**ASSIGNED TASK**
Please find every line in the records below that contains the word "collar", and copy it.

**PROVIDED MATERIAL**
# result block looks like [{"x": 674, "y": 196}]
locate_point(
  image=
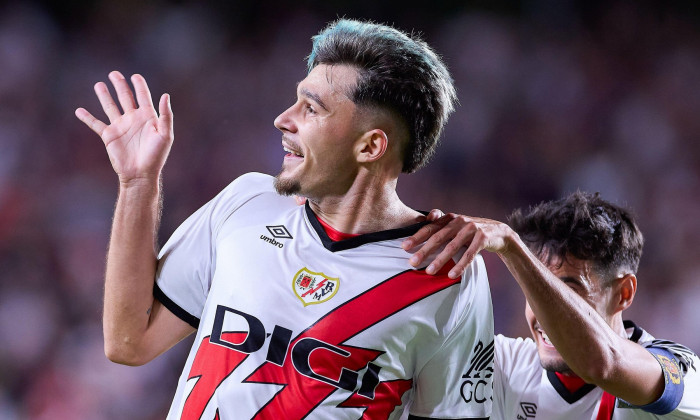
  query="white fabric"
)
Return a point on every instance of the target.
[
  {"x": 422, "y": 334},
  {"x": 522, "y": 390}
]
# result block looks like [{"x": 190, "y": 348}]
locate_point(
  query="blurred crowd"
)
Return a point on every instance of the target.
[{"x": 554, "y": 97}]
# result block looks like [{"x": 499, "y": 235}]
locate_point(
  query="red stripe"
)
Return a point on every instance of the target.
[{"x": 607, "y": 405}]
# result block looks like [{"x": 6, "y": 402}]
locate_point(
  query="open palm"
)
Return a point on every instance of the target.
[{"x": 138, "y": 140}]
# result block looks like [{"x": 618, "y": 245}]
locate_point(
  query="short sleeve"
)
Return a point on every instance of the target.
[
  {"x": 187, "y": 261},
  {"x": 457, "y": 382}
]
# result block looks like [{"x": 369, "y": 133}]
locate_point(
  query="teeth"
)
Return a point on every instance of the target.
[{"x": 292, "y": 151}]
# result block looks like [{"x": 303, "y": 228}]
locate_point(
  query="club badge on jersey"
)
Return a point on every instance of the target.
[{"x": 311, "y": 287}]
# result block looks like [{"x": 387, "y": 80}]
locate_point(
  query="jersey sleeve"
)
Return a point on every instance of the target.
[
  {"x": 679, "y": 399},
  {"x": 187, "y": 261},
  {"x": 457, "y": 382}
]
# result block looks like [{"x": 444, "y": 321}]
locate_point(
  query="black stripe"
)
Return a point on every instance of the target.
[
  {"x": 174, "y": 308},
  {"x": 356, "y": 241},
  {"x": 636, "y": 333},
  {"x": 570, "y": 397}
]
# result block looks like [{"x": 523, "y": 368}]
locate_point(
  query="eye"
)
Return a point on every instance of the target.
[{"x": 309, "y": 108}]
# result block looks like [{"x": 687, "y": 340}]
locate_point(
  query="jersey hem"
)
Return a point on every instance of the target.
[{"x": 174, "y": 307}]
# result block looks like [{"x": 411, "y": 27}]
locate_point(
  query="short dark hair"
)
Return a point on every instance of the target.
[
  {"x": 584, "y": 226},
  {"x": 397, "y": 71}
]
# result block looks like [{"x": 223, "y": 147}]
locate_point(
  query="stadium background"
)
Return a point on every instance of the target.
[{"x": 555, "y": 96}]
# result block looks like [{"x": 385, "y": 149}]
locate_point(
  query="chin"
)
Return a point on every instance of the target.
[{"x": 287, "y": 186}]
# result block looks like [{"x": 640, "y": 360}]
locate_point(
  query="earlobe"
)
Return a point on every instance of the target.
[
  {"x": 372, "y": 146},
  {"x": 627, "y": 289}
]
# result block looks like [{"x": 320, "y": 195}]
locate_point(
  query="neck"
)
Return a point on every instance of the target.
[
  {"x": 366, "y": 207},
  {"x": 617, "y": 325}
]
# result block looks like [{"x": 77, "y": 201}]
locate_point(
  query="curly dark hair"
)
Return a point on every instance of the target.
[
  {"x": 584, "y": 226},
  {"x": 397, "y": 71}
]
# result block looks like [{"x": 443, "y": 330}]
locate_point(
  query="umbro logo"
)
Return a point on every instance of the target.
[{"x": 277, "y": 232}]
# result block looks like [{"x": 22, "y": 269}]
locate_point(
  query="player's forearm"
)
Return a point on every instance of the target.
[
  {"x": 131, "y": 268},
  {"x": 578, "y": 332}
]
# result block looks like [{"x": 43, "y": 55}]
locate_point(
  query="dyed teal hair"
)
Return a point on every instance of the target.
[{"x": 397, "y": 71}]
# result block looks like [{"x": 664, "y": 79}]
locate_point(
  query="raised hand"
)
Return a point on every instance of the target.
[
  {"x": 454, "y": 232},
  {"x": 137, "y": 138}
]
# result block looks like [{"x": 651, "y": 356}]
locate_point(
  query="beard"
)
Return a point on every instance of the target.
[
  {"x": 286, "y": 187},
  {"x": 557, "y": 365}
]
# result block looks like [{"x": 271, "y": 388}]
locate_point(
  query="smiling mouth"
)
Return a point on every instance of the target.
[{"x": 291, "y": 152}]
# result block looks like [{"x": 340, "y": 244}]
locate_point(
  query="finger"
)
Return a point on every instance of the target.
[
  {"x": 108, "y": 105},
  {"x": 463, "y": 238},
  {"x": 424, "y": 233},
  {"x": 126, "y": 98},
  {"x": 165, "y": 120},
  {"x": 434, "y": 215},
  {"x": 93, "y": 123},
  {"x": 437, "y": 240},
  {"x": 143, "y": 94},
  {"x": 474, "y": 248}
]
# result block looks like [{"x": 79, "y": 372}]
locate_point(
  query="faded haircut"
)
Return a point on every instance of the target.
[
  {"x": 584, "y": 226},
  {"x": 398, "y": 72}
]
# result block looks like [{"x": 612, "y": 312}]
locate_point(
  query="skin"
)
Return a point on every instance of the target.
[
  {"x": 585, "y": 322},
  {"x": 348, "y": 166},
  {"x": 137, "y": 327}
]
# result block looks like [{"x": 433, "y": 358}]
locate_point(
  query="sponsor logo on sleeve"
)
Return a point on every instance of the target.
[{"x": 477, "y": 386}]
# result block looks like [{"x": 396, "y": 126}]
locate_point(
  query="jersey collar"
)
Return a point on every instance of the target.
[{"x": 359, "y": 240}]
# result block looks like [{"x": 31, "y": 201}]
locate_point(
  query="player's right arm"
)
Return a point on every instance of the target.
[{"x": 137, "y": 328}]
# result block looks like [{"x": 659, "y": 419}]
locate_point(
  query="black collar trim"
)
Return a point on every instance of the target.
[
  {"x": 570, "y": 397},
  {"x": 356, "y": 241}
]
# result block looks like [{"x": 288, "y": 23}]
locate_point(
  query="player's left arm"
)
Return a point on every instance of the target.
[{"x": 595, "y": 352}]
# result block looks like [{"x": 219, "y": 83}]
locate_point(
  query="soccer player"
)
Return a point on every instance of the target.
[
  {"x": 583, "y": 361},
  {"x": 302, "y": 311}
]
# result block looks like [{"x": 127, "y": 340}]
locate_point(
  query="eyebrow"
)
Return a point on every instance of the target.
[{"x": 314, "y": 97}]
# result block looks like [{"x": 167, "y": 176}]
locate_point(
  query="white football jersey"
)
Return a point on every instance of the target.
[
  {"x": 523, "y": 390},
  {"x": 292, "y": 325}
]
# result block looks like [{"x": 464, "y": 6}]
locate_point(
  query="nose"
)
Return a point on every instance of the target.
[{"x": 284, "y": 121}]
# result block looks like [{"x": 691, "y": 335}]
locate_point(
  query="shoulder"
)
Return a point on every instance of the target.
[
  {"x": 243, "y": 189},
  {"x": 250, "y": 183},
  {"x": 516, "y": 354}
]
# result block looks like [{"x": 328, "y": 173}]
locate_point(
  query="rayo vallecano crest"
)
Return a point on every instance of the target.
[{"x": 311, "y": 287}]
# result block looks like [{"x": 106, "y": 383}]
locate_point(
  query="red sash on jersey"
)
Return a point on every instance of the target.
[{"x": 607, "y": 401}]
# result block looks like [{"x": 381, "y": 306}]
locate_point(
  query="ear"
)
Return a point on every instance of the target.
[
  {"x": 626, "y": 289},
  {"x": 372, "y": 146}
]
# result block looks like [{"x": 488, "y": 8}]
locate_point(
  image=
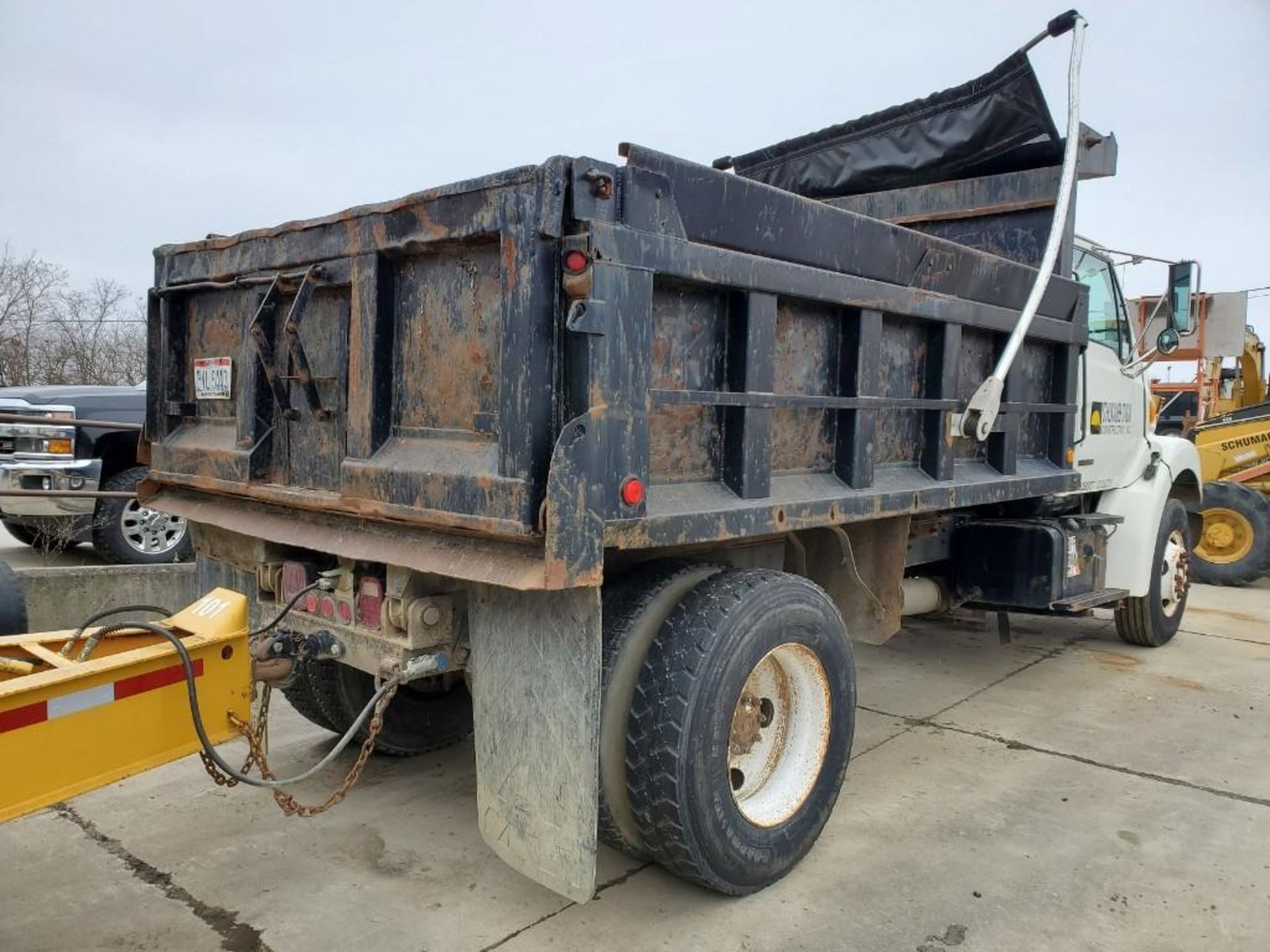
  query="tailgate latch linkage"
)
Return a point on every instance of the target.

**RESPONSE TO THE EXERCISE**
  query="jersey collar"
  query="black collar trim"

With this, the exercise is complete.